Go through the entries below and work out how many lines include "ceiling"; give only that number.

[Start of Attachment]

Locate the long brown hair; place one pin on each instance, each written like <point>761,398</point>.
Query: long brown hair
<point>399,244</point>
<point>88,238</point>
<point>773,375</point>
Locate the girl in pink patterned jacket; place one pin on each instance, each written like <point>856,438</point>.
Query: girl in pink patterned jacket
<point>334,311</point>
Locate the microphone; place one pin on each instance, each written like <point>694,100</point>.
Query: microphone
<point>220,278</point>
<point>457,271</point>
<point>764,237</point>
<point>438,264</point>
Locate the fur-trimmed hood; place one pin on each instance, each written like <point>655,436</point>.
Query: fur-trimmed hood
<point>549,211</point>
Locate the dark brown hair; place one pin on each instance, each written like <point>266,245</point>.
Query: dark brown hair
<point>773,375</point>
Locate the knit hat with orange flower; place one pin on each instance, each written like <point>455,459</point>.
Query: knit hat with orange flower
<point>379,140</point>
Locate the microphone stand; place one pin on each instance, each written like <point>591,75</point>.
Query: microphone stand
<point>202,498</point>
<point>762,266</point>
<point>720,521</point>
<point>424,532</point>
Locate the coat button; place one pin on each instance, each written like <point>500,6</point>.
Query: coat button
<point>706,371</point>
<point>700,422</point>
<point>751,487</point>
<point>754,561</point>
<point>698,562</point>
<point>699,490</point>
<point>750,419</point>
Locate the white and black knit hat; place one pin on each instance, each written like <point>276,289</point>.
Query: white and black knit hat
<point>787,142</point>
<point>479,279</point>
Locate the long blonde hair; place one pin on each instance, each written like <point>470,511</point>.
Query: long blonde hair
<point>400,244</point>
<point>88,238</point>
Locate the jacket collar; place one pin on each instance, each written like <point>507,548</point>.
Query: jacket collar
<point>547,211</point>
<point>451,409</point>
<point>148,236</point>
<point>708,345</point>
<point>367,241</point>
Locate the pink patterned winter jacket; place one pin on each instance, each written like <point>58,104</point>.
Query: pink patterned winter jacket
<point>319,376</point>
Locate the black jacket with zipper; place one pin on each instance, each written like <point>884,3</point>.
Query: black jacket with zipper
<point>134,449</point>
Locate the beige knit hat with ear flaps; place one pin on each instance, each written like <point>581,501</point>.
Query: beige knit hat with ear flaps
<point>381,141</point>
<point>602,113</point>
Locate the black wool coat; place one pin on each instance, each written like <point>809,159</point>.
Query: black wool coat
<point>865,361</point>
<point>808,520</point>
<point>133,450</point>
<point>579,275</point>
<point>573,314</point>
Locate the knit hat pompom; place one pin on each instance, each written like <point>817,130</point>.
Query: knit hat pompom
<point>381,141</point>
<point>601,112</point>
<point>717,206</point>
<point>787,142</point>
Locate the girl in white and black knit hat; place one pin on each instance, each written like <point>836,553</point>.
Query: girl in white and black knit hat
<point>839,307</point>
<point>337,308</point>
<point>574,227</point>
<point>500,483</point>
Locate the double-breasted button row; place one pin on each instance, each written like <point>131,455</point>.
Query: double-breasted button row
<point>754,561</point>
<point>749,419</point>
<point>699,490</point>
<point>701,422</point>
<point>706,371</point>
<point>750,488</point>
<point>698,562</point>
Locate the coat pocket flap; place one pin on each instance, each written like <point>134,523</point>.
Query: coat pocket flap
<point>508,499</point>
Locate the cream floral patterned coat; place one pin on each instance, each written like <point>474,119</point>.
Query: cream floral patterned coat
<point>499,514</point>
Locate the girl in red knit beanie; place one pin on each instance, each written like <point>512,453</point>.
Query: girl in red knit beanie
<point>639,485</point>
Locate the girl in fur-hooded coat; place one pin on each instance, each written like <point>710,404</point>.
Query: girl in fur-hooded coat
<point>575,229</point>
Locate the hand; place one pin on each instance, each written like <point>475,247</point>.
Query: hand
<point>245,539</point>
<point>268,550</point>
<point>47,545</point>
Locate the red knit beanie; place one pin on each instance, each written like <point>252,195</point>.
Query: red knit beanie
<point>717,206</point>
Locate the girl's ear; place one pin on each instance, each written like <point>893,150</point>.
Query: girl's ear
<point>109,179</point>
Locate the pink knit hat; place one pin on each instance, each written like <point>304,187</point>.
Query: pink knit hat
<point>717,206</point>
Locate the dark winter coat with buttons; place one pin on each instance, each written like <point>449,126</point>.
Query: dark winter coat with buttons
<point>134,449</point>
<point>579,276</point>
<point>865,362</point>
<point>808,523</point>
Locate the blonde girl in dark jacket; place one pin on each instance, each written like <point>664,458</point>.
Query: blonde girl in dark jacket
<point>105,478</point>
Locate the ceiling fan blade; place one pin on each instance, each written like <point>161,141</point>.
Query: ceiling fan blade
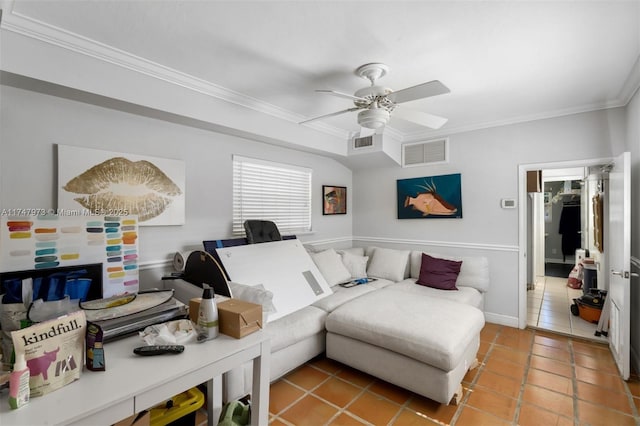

[End of Attachment]

* **Written solution**
2